◆ **Written instruction 1**: List every case name cited in the passage on Mr. Combs's objection.
◆ **Written instruction 2**: Pick up the passage on Mr. Combs's objection after its final sentence and continue writing it.

◆ **Document passage**:

·····

Mr. Combs's objection [Doc. No. 20] reasserts his argument that the state court lacks jurisdiction under McGirt v. Oklahoma, 140 S.Ct. 2452 (2020), and related cases, and contends such circumstances create an exception to Younger abstention. See [Doc. No. 20 at 2] (Younger abstention applies “except where authorized by some Act of Congress . . . such as . . . the Major Crimes Act . . . or where . . . necessary to aid . . . the jurisdiction . . . of any federal court ....”) (cleaned up). But Mr. Combs has failed to point the Court to any authority recognizing any such exception applies in the habeas context or in these circumstances, and the Court is aware of none.
Moreover, this argument has been rejected repeatedly, and the Court finds these cases persuasive in overruling Mr. Combs's objection. See, e.g., Driggers v. Crow, No. CIV-21-336-R, 2021 WL 2371347, at *1 (W.D. Okla. June 9, 2021) (“Despite Petitioner's contention that the state court lacked jurisdiction over his state trial and conviction [as a result of McGirt], Petitioner must nevertheless first address this issue via post-conviction application, which he is currently attempting to do. As noted in the Report and Recommendation, Younger abstention applies and Petitioner has not 3 established that any of the exceptions thereto is applicable.”); Chestnut v. Whitten, No. CIV-21-155-D, 2021 WL 4823279, at *1 (W.D. Okla. Oct. 15, 2021) (“[Petitioner] argues that under McGirt Oklahoma state courts lack jurisdiction over his offense and, thus, he cannot exhaust state court remedies. But there is no exception to the exhaustion requirement for jurisdictional claims in § 2254 petitions. This objection is overruled.”) (citing Blanket v. Watkins, 44 Fed.Appx. 350, 351 (10th Cir. 2002) (unpublished)); Ross v. Oklahoma, No. CIV-20-1092-D, 2020 WL 7775453, at *3 (W.D. Okla. Nov. 20, 2020), report and recommendation adopted, No. CIV-20-1092-D, 2020 WL 7774915 (W.D. Okla. Dec. 30, 2020) (“Younger requires the Court to abstain while Petitioner's appeals are pending in state court concerning jurisdiction over his underlying criminal proceedings, and Petitioner has not met the heavy burden to show otherwise.”).

·····

◆ **Record list**:
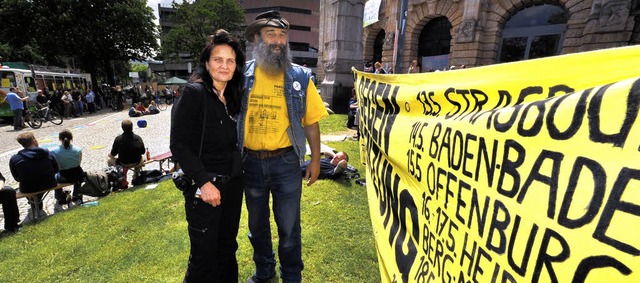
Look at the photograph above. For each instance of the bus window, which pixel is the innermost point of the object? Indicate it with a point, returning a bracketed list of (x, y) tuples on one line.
[(50, 82), (30, 83), (8, 80)]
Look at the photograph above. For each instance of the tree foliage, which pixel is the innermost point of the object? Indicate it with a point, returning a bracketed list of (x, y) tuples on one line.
[(195, 21), (94, 33)]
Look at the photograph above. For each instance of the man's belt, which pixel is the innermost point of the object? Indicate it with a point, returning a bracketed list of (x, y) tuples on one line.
[(264, 154)]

·····

◆ **Written answer 1**:
- McGirt v. Oklahoma
- Driggers v. Crow
- Chestnut v. Whitten
- Blanket v. Watkins
- Ross v. Oklahoma

◆ **Written answer 2**:
The Court concludes that it should abstain from interfering with the pending statecourt proceedings, Hughes County Case No. CF-2013-112, consistent with Younger v. Harris, 401 U.S. 37 (1971). Because the Court's abstention results in dismissal of this action without prejudice, the Court denies all pending motions as moot. See Goings v. Sumner Cnty. Dist. Att'y's Off., 571 Fed.Appx. 634, 639 (10th Cir. 2014) (unpublished) (once a court has decided to abstain, it should go no further). No additional inquiry into 4 the case is proper because the Court's conclusion that abstention applies “ends the matter.” Id. (citation omitted; emphasis in original).
Even if the Court did not abstain under Younger, the petition would still likely be dismissed for a similar reason-Mr. Combs's failure to exhaust his state-court remedies. See [Doc. No. 19 at 6 n.7]; see also Brown v. Shanks, 185 F.3d 1122, 1124 (10th Cir. 1999) (federal courts cannot reach the merits of a petitioner's habeas claims unless the federal issue has been “properly presented to the highest state court, either by direct review of the conviction or in a postconviction attack” (citations omitted)).
The Report and Recommendation recommends the Court deny Respondent's motion to dismiss [Doc. No. 9] and Mr. Combs's motion to clarify [Doc. No. 14] and motions relating to his request to be released on bail [Doc. Nos. 15, 17-18]. The Report and Recommendation does not specifically recommend denying the motion for summary judgment [Doc. No. 11] and a “motion for objection to return” [Doc. No. 13], both filed by Mr. Combs. The Report and Recommendation instead construes these filings as his combined response or objection to the motion to dismiss. [Doc. No. 19 at 1 n.3]. Mr. Combs does not object to this construction. Regardless of how characterized, all pending motions will be denied as moot based on the Court's abstention and dismissal of this action without prejudice.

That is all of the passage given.